Exercise
Copy out every line of the records that contains the word "chair". Case counts, so skip lines where it appears only in different capitalization.
╭─ Entries supplied
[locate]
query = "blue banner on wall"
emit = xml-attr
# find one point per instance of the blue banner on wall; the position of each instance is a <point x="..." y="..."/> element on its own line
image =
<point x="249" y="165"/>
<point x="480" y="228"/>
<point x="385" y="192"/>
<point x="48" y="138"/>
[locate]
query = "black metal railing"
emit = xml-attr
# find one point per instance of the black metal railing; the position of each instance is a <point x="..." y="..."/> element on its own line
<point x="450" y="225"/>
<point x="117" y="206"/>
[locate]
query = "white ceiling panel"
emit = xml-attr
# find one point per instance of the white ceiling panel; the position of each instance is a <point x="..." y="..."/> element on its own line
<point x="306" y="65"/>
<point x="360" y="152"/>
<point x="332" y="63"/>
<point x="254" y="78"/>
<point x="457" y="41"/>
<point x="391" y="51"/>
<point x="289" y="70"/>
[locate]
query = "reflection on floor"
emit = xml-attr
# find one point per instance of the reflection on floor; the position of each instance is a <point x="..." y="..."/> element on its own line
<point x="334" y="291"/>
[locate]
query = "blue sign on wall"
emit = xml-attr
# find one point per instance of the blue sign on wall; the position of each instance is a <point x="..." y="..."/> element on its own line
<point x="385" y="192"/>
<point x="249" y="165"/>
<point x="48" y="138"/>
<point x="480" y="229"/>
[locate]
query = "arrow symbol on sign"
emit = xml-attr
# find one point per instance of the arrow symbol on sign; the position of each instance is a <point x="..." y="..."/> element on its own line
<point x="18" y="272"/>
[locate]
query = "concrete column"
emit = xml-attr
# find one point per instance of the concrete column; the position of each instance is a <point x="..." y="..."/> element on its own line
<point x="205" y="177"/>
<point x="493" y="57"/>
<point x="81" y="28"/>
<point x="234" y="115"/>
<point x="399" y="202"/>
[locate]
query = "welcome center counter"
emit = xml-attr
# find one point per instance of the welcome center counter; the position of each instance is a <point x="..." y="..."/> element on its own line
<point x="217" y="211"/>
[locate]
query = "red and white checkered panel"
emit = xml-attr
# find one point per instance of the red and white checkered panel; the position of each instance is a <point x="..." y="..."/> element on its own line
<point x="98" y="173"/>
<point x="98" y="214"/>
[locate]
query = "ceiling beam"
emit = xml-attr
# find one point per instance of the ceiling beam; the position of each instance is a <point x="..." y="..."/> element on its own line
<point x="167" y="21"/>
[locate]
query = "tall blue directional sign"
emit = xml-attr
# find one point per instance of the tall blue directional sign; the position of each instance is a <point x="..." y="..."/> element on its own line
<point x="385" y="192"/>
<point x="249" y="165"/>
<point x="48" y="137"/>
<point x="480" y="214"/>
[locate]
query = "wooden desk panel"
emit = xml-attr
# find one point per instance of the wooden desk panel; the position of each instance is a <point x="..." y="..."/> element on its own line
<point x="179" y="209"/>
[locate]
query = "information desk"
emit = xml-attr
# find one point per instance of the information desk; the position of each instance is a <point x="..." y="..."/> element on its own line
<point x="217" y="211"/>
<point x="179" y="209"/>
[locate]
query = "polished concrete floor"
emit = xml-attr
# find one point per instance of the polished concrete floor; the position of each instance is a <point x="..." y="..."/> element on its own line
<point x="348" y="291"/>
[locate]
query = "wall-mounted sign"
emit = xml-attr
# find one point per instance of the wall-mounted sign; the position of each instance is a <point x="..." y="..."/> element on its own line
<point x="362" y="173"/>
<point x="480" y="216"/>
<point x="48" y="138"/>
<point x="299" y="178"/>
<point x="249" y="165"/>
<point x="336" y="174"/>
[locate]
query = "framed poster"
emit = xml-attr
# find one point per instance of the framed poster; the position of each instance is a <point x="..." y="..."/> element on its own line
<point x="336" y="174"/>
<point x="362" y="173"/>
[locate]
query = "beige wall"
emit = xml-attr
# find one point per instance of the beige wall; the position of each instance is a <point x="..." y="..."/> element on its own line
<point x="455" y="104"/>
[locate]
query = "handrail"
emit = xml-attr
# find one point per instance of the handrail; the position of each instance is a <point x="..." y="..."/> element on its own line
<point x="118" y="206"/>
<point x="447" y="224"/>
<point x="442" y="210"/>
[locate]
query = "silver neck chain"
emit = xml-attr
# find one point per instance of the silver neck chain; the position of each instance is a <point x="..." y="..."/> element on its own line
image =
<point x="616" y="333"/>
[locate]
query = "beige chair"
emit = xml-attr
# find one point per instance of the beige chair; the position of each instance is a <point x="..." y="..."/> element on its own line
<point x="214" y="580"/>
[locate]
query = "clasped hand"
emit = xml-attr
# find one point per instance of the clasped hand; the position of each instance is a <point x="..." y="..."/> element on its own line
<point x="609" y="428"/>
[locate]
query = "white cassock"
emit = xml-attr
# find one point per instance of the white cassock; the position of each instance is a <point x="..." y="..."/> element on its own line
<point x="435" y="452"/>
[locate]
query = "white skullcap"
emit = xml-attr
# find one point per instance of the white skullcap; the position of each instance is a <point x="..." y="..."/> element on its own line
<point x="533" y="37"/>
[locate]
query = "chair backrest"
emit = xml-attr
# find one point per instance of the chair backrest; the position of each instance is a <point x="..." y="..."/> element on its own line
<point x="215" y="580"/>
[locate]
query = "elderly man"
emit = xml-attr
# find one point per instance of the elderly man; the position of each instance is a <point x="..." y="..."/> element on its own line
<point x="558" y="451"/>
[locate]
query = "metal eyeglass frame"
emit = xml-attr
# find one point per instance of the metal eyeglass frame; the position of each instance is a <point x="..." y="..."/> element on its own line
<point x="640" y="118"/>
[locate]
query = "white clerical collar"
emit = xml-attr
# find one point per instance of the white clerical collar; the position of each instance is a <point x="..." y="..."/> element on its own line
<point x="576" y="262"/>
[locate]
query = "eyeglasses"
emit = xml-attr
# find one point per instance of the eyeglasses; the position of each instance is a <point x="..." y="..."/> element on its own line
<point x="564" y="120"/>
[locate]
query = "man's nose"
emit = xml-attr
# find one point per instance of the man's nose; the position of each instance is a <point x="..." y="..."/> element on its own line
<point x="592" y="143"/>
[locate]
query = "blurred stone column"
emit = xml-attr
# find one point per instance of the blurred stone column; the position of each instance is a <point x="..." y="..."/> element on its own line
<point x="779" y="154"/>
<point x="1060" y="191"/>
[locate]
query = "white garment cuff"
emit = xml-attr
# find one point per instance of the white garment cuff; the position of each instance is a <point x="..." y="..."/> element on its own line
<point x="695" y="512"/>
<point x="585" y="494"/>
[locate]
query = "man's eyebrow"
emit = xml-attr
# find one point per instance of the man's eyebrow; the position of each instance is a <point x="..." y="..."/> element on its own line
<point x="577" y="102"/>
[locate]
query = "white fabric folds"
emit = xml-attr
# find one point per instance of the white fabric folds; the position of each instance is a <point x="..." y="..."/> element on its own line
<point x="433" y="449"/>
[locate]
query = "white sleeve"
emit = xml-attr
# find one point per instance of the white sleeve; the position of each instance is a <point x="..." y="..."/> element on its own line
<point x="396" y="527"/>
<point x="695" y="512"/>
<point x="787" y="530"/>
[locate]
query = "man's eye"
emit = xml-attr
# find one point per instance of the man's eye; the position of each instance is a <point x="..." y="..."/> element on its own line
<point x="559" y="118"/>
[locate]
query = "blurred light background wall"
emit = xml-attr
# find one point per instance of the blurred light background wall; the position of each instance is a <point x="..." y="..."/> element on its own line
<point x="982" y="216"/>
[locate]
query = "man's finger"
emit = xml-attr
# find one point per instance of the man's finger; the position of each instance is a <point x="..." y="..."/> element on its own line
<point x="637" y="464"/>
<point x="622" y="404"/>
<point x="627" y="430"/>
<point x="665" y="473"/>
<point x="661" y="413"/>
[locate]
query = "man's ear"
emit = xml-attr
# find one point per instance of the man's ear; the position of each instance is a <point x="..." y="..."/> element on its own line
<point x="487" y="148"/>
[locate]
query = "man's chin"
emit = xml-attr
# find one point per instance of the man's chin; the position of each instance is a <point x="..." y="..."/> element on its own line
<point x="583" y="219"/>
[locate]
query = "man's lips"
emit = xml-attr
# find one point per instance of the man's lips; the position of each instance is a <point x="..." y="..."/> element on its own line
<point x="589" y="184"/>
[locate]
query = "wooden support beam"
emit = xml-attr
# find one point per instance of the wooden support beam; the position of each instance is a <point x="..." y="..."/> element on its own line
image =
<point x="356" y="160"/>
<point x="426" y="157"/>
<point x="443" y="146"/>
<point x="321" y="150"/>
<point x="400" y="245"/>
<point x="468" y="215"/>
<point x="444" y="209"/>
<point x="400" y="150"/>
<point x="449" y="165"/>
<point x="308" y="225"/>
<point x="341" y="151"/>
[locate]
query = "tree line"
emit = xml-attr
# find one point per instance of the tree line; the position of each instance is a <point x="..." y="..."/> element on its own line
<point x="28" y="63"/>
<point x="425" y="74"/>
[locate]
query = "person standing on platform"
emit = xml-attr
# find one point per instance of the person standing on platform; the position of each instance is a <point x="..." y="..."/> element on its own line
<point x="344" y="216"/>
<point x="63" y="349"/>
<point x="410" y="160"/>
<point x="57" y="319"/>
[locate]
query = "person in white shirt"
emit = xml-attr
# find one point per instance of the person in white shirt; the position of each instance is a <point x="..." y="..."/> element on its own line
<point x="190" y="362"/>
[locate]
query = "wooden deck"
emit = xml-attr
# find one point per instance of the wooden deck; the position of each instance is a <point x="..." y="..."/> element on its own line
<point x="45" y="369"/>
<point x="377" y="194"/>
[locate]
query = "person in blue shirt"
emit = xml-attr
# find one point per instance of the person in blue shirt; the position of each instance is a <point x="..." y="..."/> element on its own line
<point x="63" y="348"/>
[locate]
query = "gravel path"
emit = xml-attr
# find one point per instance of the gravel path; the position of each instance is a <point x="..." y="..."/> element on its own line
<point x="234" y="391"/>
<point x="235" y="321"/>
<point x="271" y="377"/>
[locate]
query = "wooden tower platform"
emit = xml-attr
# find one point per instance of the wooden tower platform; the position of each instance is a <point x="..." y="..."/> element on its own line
╰─
Final result
query = "beige chair"
# find one point per instance of the beige chair; the position of each instance is a <point x="..." y="..."/> element on its own line
query = "chair backrest"
# find one point per instance of the chair backrest; the position of each instance is a <point x="..." y="..."/> element on its own line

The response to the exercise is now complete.